(Aim of the task): Please write out the whole Minneapolis passage below, word for word.

(Source extract begins)

All along I pushed through the remainder of my shifts and touched base with people as much as I could. During all of this my ER, like hospitals around the country, is totally full of patients and packed to capacity. It would be exhausting in normal times, let alone during a period when the US President and newly formed gangs of armed men have launched an all-out offensive on your state that is amount to a paramilitary hunt for brown-skinned people and their supporters.
(Just for perspective, let’s not forget this is the same week where the US militarily abducted the President of a Latin American country and is now claiming to have taken their entire oil reserves. How the right wingers can’t seem to figure out that when a super power reduces an entire hemisphere to profound poverty by stealing everything of value to enrich its own corporate leaders, that vast waves of emigration become the natural outcome is also beyond me.)
The city has responded like no place I have ever lived in. Minneapolis Public Schools shut down for the rest of the week to avoid offering more targets for the armed gimps in ICE and are now offering remote education for families wishing to take advantage of it. This sadly isolates those families even more, but is a protective measure at very least.
The Mayor, a corporate liberal with his own ties to law enforcement, and who presided over the George Floyd response, called ICE’s version of Wednesday’s killing, “Bullshit”, and demanded that ICE, “get the fuck out of Minneapolis”.

(Source extract ends)
(Stored data begins)

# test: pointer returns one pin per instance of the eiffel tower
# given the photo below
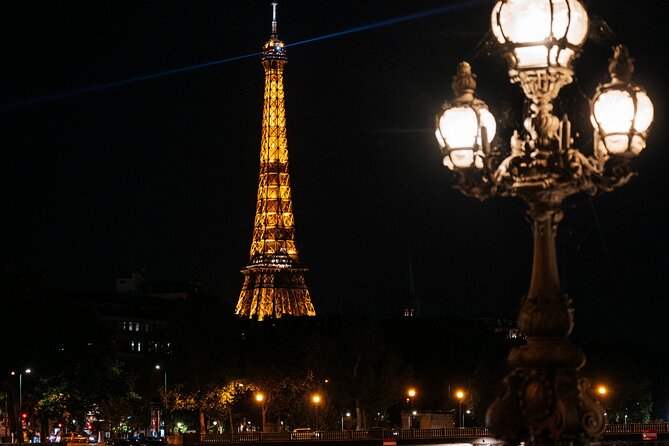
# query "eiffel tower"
(274, 283)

(Stored data ends)

(Response box):
All along I pushed through the remainder of my shifts and touched base with people as much as I could. During all of this my ER, like hospitals around the country, is totally full of patients and packed to capacity. It would be exhausting in normal times, let alone during a period when the US President and newly formed gangs of armed men have launched an all-out offensive on your state that is amount to a paramilitary hunt for brown-skinned people and their supporters.
(Just for perspective, let’s not forget this is the same week where the US militarily abducted the President of a Latin American country and is now claiming to have taken their entire oil reserves. How the right wingers can’t seem to figure out that when a super power reduces an entire hemisphere to profound poverty by stealing everything of value to enrich its own corporate leaders, that vast waves of emigration become the natural outcome is also beyond me.)
The city has responded like no place I have ever lived in. Minneapolis Public Schools shut down for the rest of the week to avoid offering more targets for the armed gimps in ICE and are now offering remote education for families wishing to take advantage of it. This sadly isolates those families even more, but is a protective measure at very least.
The Mayor, a corporate liberal with his own ties to law enforcement, and who presided over the George Floyd response, called ICE’s version of Wednesday’s killing, “Bullshit”, and demanded that ICE, “get the fuck out of Minneapolis”.